▶ [DO THIS]:
It is required that all of the data be written out exactly.
*** SUPPLIED ENTRIES ***
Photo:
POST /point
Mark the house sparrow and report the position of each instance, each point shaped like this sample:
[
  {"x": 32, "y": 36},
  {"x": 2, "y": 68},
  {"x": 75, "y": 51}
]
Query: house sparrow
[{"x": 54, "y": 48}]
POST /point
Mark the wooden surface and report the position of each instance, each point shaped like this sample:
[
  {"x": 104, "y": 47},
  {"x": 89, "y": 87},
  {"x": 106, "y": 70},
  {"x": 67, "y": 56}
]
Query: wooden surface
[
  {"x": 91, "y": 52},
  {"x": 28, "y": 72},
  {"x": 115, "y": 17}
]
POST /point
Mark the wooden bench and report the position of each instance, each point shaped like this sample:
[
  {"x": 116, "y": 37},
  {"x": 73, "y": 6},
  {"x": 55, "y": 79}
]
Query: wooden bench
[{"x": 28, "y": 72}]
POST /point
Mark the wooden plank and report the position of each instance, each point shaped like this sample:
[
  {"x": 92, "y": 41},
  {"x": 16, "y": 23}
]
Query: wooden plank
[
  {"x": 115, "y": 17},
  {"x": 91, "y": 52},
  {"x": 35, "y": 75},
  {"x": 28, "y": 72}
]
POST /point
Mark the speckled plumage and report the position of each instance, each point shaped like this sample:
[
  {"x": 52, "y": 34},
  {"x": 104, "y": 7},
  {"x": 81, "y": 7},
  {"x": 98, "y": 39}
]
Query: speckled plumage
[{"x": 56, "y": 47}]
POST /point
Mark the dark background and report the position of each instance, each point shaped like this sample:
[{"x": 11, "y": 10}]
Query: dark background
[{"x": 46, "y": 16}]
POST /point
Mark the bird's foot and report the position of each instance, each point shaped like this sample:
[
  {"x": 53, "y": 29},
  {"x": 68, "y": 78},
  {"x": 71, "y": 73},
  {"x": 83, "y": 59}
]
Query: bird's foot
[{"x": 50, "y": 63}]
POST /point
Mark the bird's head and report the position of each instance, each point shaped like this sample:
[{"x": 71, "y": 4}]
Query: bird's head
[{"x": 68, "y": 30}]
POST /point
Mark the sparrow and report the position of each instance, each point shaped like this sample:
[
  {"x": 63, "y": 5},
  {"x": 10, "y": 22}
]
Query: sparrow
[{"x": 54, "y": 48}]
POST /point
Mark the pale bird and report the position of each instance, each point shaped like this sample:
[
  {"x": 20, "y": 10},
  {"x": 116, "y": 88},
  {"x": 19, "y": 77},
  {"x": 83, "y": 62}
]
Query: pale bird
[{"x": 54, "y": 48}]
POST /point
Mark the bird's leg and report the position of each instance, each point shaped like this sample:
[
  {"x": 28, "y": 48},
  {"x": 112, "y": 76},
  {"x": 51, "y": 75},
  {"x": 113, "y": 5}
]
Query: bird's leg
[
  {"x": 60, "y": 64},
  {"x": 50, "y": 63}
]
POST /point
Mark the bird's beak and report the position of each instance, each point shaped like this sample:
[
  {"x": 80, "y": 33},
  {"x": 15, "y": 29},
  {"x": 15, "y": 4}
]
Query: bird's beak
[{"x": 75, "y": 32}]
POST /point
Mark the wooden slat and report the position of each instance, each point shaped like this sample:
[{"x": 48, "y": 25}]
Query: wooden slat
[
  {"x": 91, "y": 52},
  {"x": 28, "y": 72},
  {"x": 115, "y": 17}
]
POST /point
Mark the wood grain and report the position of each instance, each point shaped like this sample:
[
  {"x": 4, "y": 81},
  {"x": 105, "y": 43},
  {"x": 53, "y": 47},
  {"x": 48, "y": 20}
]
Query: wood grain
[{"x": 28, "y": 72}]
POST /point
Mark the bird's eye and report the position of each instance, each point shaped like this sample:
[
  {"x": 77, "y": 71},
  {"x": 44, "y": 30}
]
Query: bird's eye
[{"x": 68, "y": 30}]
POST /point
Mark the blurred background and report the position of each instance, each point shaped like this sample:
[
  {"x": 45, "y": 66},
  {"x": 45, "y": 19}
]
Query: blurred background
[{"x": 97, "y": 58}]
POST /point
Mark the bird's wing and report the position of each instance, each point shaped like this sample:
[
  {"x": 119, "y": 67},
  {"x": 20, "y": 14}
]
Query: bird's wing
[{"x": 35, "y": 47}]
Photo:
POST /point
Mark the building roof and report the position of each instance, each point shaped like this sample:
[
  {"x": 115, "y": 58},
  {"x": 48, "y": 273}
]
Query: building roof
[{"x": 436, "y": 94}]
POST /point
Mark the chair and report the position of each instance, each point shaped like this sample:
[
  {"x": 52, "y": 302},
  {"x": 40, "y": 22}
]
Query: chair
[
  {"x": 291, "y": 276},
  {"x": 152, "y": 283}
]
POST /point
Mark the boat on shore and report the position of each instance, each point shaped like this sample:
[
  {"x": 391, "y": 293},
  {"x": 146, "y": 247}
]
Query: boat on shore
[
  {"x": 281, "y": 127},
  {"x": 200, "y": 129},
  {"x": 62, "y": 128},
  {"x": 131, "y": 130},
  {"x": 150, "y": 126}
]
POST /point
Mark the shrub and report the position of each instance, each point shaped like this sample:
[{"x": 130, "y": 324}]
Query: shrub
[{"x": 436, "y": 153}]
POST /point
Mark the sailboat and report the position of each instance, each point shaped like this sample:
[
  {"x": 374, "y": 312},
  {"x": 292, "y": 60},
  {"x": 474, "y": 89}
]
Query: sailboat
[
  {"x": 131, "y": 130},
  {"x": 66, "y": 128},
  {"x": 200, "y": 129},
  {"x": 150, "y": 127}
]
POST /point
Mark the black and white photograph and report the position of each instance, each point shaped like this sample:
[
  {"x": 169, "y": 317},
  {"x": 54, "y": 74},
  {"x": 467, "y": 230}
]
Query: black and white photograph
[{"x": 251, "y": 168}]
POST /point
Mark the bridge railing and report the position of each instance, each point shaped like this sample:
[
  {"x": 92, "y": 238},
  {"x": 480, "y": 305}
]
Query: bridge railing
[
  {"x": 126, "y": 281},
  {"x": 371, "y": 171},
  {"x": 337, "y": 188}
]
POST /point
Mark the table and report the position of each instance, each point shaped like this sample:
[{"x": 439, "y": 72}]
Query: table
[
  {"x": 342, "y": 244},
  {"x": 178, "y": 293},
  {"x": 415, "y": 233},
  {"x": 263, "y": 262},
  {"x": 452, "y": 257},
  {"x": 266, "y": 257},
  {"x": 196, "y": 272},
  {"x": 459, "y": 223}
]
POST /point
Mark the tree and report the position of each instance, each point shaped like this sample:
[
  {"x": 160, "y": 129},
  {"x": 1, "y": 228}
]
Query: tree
***
▶ [TASK RESPONSE]:
Photo:
POST /point
Mark the house sparrow and report the position of each instance, each point shaped like this sample:
[
  {"x": 32, "y": 36},
  {"x": 2, "y": 68},
  {"x": 75, "y": 51}
]
Query: house sparrow
[{"x": 54, "y": 48}]
POST /point
Mark the wooden surface and report the position of each instance, each point shaped like this sample:
[
  {"x": 104, "y": 47},
  {"x": 89, "y": 87},
  {"x": 106, "y": 70},
  {"x": 67, "y": 56}
]
Query: wooden surface
[
  {"x": 91, "y": 52},
  {"x": 28, "y": 72},
  {"x": 115, "y": 17}
]
POST /point
Mark the wooden bench and report the position of each instance, each point shaped like this sample:
[
  {"x": 116, "y": 37},
  {"x": 73, "y": 6},
  {"x": 55, "y": 79}
]
Query: wooden bench
[{"x": 28, "y": 72}]
POST /point
Mark the wooden plank and report the position of each instance, each point shaped like this sample:
[
  {"x": 92, "y": 41},
  {"x": 16, "y": 23}
]
Query: wooden plank
[
  {"x": 115, "y": 17},
  {"x": 91, "y": 52},
  {"x": 35, "y": 75},
  {"x": 28, "y": 72}
]
POST /point
Mark the speckled plumage and report the position of each instance, each point shaped like this sample:
[
  {"x": 52, "y": 34},
  {"x": 104, "y": 7},
  {"x": 81, "y": 7},
  {"x": 98, "y": 39}
]
Query: speckled plumage
[{"x": 56, "y": 47}]
POST /point
Mark the dark background and report the position of each instance, each point shaped like this sample:
[{"x": 11, "y": 10}]
Query: dark background
[{"x": 46, "y": 16}]
POST /point
Mark the bird's foot and report the position of each instance, each point shaped like this sample:
[
  {"x": 53, "y": 29},
  {"x": 68, "y": 78},
  {"x": 71, "y": 73},
  {"x": 83, "y": 59}
]
Query: bird's foot
[{"x": 50, "y": 63}]
POST /point
Mark the bird's head and report the position of each instance, each point shaped like this sample:
[{"x": 71, "y": 4}]
Query: bird's head
[{"x": 68, "y": 30}]
POST /point
Mark the sparrow and report the position of each instance, each point shaped like this sample:
[
  {"x": 63, "y": 5},
  {"x": 10, "y": 22}
]
Query: sparrow
[{"x": 54, "y": 48}]
POST /point
Mark the pale bird and report the position of each instance, each point shaped like this sample:
[
  {"x": 20, "y": 10},
  {"x": 116, "y": 88},
  {"x": 19, "y": 77},
  {"x": 83, "y": 62}
]
Query: pale bird
[{"x": 54, "y": 48}]
POST /point
Mark the bird's leg and report the position of each instance, each point shaped like this sample:
[
  {"x": 28, "y": 48},
  {"x": 112, "y": 76},
  {"x": 51, "y": 75},
  {"x": 113, "y": 5}
]
Query: bird's leg
[
  {"x": 60, "y": 64},
  {"x": 50, "y": 63}
]
POST /point
Mark the bird's beak and report the position of each instance, each point shaped like this sample:
[
  {"x": 80, "y": 33},
  {"x": 15, "y": 29},
  {"x": 15, "y": 4}
]
Query: bird's beak
[{"x": 75, "y": 32}]
POST /point
Mark the wooden slat and report the position of each instance, each point shaped like this sample:
[{"x": 48, "y": 25}]
Query: wooden slat
[
  {"x": 91, "y": 52},
  {"x": 28, "y": 72},
  {"x": 115, "y": 17}
]
POST /point
Mark the wood grain and report the position of each instance, each point shaped like this sample:
[
  {"x": 4, "y": 81},
  {"x": 105, "y": 43},
  {"x": 53, "y": 47},
  {"x": 48, "y": 20}
]
Query: wood grain
[{"x": 28, "y": 72}]
POST /point
Mark the bird's eye and report the position of each instance, each point shaped like this sample:
[
  {"x": 77, "y": 71},
  {"x": 44, "y": 30}
]
Query: bird's eye
[{"x": 68, "y": 30}]
POST /point
Mark the blurred background and report the position of each instance, each point shaped like this sample:
[
  {"x": 45, "y": 66},
  {"x": 45, "y": 19}
]
Query: blurred background
[{"x": 97, "y": 58}]
POST /point
Mark the bird's wing and report the position of each instance, each point shaped like this sample:
[
  {"x": 119, "y": 67},
  {"x": 20, "y": 14}
]
Query: bird's wing
[{"x": 35, "y": 47}]
Photo:
POST /point
Mark the building roof and report the position of each instance, each point shaped like this sample:
[
  {"x": 115, "y": 58},
  {"x": 48, "y": 273}
]
Query: building roof
[{"x": 436, "y": 94}]
POST /point
Mark the chair and report the position of each instance, each point shaped like this sample:
[
  {"x": 52, "y": 302},
  {"x": 40, "y": 22}
]
Query: chair
[
  {"x": 291, "y": 276},
  {"x": 152, "y": 283}
]
POST /point
Mark the boat on shore and report the position of each instance, each point shaped like this sample:
[
  {"x": 391, "y": 293},
  {"x": 146, "y": 247}
]
Query: boat on shore
[
  {"x": 281, "y": 127},
  {"x": 200, "y": 129},
  {"x": 62, "y": 128},
  {"x": 131, "y": 130},
  {"x": 150, "y": 126}
]
POST /point
Mark the shrub and report the position of each instance, each point shaped like this sample:
[{"x": 130, "y": 324}]
Query: shrub
[{"x": 436, "y": 153}]
POST /point
Mark the sailboat and report the position of each instance, each point shaped like this sample:
[
  {"x": 374, "y": 312},
  {"x": 292, "y": 60},
  {"x": 474, "y": 89}
]
Query: sailboat
[
  {"x": 131, "y": 130},
  {"x": 66, "y": 128},
  {"x": 200, "y": 129},
  {"x": 150, "y": 127}
]
POST /point
Mark the black and white photograph and report the position of each instance, each point shaped like this sample:
[
  {"x": 169, "y": 317},
  {"x": 54, "y": 74},
  {"x": 467, "y": 230}
]
Query: black and white photograph
[{"x": 251, "y": 168}]
POST /point
Mark the bridge railing and report the position of each instance, each point shaped like this sample:
[
  {"x": 92, "y": 238},
  {"x": 480, "y": 305}
]
Query: bridge railing
[
  {"x": 126, "y": 281},
  {"x": 371, "y": 171},
  {"x": 337, "y": 188}
]
POST /point
Mark the table and report the position of each instance, each point shaped like this sample:
[{"x": 439, "y": 72}]
Query: table
[
  {"x": 342, "y": 244},
  {"x": 178, "y": 293},
  {"x": 415, "y": 233},
  {"x": 263, "y": 262},
  {"x": 452, "y": 257},
  {"x": 266, "y": 257},
  {"x": 196, "y": 272},
  {"x": 459, "y": 223}
]
POST /point
Mark the tree and report the position of each instance, each point shaped like this sample:
[
  {"x": 160, "y": 129},
  {"x": 1, "y": 228}
]
Query: tree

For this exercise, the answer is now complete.